### Complete the following:
**1.** Repeat the wicked problems text word for word, from "1. Wicked problems" up to and including "political realities change.".
**2.** Pick up the wicked problems text after its last sentence and keep writing it.

### Text block:
:::

Wicked Problems

Today, I had an interesting discussion with Khaled on these family of human problems:

A wicked problem is one for which each attempt to create a solution changes the understanding of the problem. Wicked problems cannot be solved in a traditional linear fashion, because the problem definition evolves as new possible solutions are considered and/or implemented. The term was originally coined by Horst Rittel. Wicked problems always occur in a social context. The wickedness of the problem reflects the diversity among the stakeholders in the problem.

According to Rittel and Webber [1], wicked problems have 10 characteristics:

  1. Wicked problems have no definitive formulation. Formulating the problem and the solution is essentially the same task. Each attempt at creating a solution changes your understanding of the problem.
  2. Wicked problems have no stopping rule. Since you can’t define the problem in any single way, it’s difficult to tell when it’s resolved. The problem-solving process ends when resources are depleted, stakeholders lose interest or political realities change.

:::

### Provided information:
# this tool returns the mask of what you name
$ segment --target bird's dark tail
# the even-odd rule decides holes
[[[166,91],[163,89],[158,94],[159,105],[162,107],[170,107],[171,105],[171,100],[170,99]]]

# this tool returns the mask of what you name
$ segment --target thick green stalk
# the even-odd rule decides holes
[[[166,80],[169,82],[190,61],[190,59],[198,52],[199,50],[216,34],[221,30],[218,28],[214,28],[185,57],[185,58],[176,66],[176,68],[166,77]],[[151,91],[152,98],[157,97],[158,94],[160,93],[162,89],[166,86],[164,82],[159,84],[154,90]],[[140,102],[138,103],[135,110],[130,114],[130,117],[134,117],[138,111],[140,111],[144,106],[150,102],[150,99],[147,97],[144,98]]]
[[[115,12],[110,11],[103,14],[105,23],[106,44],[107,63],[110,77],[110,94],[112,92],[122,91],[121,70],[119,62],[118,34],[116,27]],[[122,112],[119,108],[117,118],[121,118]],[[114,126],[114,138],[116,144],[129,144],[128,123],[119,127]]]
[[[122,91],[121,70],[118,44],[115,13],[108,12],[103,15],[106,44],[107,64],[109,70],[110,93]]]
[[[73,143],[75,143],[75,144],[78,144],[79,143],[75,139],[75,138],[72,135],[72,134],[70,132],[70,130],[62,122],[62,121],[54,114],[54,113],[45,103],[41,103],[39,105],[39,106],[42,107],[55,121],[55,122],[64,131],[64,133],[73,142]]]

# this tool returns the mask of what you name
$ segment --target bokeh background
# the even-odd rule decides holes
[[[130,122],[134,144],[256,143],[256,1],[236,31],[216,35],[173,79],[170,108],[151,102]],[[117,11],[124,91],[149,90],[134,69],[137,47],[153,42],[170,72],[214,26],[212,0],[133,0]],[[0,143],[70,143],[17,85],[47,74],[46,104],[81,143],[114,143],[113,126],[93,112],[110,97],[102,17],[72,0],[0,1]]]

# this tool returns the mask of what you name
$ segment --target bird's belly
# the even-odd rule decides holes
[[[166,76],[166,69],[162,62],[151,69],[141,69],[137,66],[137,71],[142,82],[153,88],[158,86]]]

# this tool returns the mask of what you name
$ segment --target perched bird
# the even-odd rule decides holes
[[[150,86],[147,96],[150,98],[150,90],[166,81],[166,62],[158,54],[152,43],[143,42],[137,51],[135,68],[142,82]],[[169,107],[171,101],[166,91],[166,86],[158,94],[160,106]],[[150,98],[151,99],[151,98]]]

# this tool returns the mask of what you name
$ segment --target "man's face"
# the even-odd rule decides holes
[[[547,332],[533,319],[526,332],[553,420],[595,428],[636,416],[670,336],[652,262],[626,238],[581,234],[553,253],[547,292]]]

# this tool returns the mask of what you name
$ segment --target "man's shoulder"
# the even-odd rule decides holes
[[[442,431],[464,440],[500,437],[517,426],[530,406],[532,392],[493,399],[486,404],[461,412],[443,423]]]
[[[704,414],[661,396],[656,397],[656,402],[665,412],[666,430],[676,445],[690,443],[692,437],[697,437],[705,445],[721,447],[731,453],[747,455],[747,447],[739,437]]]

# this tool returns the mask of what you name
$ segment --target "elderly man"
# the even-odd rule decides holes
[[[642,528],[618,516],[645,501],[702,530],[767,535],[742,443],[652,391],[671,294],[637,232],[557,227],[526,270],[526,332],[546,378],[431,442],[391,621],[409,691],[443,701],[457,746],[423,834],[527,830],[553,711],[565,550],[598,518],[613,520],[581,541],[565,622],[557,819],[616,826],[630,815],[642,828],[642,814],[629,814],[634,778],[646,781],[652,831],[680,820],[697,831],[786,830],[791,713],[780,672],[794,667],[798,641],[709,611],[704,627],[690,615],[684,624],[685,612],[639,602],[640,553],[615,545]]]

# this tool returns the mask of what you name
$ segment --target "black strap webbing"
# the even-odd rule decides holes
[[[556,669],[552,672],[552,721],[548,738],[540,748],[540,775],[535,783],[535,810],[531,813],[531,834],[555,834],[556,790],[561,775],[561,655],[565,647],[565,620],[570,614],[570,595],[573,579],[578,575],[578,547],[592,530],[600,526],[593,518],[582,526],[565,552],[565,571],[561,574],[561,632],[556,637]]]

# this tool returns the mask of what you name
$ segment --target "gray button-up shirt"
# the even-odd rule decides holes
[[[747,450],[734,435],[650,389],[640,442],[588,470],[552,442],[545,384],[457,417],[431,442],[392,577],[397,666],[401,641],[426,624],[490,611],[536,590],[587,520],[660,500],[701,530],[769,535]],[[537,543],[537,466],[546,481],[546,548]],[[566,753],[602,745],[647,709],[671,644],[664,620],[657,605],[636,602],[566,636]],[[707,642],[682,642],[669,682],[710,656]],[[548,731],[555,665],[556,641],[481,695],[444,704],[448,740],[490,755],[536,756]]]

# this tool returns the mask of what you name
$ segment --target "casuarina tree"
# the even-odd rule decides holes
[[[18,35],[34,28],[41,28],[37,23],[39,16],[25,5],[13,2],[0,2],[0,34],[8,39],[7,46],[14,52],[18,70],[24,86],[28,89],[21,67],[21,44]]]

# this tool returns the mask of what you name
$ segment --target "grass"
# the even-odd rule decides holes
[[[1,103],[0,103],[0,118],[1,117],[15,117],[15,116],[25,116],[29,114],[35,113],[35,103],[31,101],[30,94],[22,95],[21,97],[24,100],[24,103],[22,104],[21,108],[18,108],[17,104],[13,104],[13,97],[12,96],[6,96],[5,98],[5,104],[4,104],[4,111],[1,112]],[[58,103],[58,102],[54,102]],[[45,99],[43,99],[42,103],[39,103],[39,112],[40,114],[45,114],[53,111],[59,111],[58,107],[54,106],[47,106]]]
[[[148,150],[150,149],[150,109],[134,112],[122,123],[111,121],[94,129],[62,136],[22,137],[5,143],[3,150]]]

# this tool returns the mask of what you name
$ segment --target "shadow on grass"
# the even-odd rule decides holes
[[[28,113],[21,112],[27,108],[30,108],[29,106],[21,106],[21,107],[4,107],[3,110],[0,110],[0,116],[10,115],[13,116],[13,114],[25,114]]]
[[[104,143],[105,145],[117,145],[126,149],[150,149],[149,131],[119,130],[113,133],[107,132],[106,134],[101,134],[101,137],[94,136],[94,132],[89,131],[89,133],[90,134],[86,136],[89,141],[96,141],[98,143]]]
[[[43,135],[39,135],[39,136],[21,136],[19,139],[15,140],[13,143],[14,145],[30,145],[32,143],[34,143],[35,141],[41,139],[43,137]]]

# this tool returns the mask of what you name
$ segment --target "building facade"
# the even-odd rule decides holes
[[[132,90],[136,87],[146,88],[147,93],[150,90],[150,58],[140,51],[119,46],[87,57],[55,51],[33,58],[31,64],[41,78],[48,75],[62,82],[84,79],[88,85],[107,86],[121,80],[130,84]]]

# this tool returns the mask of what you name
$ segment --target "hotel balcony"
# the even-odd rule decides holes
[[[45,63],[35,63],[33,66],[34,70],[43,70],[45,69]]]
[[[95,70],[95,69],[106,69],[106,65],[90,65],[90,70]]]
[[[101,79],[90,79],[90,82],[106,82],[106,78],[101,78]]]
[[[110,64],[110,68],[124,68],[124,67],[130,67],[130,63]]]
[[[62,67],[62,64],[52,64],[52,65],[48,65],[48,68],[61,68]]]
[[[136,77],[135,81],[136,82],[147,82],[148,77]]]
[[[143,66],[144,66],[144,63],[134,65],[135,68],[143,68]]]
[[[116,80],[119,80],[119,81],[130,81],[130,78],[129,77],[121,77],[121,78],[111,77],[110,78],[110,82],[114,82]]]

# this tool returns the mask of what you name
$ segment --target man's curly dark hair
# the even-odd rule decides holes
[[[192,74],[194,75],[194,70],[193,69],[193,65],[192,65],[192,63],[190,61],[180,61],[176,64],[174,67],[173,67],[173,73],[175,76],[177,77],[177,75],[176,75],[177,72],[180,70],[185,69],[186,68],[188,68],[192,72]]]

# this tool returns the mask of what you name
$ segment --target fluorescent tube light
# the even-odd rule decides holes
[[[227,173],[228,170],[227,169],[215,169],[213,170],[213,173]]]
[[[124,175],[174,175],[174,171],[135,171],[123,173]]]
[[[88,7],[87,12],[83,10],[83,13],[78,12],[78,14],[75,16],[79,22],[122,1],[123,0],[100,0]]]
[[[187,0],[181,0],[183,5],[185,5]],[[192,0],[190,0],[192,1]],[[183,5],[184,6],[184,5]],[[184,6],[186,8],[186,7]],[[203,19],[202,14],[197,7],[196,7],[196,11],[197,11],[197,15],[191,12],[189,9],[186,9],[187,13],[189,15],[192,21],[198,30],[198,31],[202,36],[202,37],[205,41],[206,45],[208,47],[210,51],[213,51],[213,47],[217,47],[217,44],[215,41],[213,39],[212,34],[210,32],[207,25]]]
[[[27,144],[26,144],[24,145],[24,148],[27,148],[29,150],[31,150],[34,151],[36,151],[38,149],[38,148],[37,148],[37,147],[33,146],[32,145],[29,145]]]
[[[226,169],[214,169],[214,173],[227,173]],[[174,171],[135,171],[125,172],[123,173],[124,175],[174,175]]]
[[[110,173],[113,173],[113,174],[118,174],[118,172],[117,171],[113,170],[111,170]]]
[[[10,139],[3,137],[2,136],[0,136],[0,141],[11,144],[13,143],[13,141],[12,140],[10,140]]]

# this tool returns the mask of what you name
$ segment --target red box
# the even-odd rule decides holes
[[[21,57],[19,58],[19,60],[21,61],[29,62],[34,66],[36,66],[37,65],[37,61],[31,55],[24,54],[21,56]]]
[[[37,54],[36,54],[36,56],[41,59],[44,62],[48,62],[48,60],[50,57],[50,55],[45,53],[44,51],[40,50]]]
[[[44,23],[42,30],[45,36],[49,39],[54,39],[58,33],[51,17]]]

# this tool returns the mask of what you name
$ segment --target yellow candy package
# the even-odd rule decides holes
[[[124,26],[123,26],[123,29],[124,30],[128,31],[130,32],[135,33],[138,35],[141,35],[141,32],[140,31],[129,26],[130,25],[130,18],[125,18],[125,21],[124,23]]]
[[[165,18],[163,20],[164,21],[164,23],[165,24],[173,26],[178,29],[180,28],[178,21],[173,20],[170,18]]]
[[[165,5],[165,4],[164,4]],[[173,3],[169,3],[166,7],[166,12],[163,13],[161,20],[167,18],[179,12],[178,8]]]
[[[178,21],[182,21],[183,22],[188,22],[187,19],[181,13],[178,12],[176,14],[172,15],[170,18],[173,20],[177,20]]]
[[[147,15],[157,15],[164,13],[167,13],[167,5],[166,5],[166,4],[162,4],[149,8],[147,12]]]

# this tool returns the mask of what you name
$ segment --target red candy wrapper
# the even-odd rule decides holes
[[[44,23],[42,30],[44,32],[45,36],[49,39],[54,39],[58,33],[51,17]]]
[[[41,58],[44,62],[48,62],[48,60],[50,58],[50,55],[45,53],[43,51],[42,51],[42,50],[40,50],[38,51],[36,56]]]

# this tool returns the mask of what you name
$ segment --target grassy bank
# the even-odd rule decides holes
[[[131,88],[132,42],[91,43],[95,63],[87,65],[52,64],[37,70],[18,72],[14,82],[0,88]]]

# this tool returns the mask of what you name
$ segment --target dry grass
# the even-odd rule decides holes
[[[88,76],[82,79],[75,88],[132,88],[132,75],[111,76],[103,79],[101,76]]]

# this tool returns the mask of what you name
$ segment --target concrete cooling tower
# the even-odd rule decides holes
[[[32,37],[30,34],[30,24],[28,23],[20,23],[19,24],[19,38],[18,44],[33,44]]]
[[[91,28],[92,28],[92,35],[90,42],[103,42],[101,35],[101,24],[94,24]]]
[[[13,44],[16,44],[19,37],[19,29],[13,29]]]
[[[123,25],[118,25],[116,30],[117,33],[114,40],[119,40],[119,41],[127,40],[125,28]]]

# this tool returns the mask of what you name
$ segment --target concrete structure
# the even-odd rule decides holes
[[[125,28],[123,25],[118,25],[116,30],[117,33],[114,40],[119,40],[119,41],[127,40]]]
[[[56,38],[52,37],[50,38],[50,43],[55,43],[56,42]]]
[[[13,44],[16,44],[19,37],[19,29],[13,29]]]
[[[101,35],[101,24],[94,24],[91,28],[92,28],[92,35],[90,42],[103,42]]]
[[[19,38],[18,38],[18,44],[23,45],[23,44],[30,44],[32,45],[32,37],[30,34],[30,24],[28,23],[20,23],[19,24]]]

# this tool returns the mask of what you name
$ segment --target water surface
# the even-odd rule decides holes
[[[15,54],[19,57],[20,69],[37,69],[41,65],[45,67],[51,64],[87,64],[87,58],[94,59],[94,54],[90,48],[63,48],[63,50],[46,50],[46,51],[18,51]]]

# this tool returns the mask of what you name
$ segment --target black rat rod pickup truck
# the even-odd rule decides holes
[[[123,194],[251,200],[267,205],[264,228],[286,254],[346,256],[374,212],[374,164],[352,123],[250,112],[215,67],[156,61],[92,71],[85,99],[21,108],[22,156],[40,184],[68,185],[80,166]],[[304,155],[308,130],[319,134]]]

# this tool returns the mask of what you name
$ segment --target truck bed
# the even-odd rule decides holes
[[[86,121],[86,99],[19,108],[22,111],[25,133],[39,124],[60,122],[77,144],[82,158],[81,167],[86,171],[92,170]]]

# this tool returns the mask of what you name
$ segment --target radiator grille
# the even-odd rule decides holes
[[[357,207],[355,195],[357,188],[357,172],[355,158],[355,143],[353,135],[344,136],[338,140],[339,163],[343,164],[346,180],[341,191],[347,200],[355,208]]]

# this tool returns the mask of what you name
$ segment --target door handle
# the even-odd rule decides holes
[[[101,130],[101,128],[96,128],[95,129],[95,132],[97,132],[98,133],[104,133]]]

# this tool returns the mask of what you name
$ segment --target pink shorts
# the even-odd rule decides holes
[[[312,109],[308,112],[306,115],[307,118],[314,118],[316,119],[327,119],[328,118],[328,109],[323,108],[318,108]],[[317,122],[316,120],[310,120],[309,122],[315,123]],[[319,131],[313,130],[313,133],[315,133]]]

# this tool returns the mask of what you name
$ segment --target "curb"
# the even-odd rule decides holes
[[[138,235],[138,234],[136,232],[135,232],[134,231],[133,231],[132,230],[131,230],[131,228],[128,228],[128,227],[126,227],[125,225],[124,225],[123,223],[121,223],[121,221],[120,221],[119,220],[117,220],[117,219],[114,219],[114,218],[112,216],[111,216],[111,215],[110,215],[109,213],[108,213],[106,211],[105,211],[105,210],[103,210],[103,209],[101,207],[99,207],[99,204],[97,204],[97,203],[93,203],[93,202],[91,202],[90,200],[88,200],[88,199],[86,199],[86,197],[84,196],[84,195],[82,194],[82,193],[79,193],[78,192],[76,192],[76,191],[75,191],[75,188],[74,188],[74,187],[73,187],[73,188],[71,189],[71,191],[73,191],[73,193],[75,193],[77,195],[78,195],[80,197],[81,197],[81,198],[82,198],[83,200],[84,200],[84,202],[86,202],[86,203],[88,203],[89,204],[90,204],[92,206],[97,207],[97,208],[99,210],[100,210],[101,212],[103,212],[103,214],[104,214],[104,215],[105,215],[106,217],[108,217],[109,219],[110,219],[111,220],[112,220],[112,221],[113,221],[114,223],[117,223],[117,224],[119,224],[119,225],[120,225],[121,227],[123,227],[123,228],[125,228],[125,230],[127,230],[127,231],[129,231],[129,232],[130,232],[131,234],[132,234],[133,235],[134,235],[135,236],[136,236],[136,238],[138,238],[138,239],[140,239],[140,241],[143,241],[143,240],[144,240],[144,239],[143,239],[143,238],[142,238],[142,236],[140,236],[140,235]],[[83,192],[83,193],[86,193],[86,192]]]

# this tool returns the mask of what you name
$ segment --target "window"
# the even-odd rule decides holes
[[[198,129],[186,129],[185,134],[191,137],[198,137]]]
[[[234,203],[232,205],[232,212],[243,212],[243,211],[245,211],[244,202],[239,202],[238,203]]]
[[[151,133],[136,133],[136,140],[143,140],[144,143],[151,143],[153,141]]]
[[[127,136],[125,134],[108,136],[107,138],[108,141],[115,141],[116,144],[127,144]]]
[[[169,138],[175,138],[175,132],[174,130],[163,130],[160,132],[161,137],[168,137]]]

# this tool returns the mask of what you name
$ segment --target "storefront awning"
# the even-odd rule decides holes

:::

### Outputs for the tasks:
**1.**
1. Wicked problems have no definitive formulation. Formulating the problem and the solution is essentially the same task. Each attempt at creating a solution changes your understanding of the problem.
  2. Wicked problems have no stopping rule. Since you can’t define the problem in any single way, it’s difficult to tell when it’s resolved. The problem-solving process ends when resources are depleted, stakeholders lose interest or political realities change.

**2.**
  3. Solutions to wicked problems are not true-or-false, but good-or-bad. Since there are no unambiguous criteria for deciding if the problem is resolved, getting all stakeholders to agree that a resolution is “good enough” can be a challenge, but getting to a “good enough” resolution may be the best we can do.
  4. There is no immediate or ultimate test of a solution to a wicked problem. Since there is no singular description of a wicked problem, and since the very act of intervention has at least the potential to change that which we deem to be “the problem,” there is no one way to test the success of the proposed resolution.
  5. Every implemented solution to a wicked problem has consequences. Solutions to such problems generate waves of consequences, and it’s impossible to know, in advance and completely, how these waves will eventually play out.
  6. Wicked problems don’t have a well-described set of potential solutions. Various stakeholders have differing views of acceptable solutions. It’s a matter of judgment as to when enough potential solutions have emerged and which should be pursued.
  7. Each wicked problem is essentially unique. There are no “classes” of solutions that can be applied, a priori, to a specific case. “Part of the art of dealing with wicked problems is the art of not knowing too early what type of solution to apply.”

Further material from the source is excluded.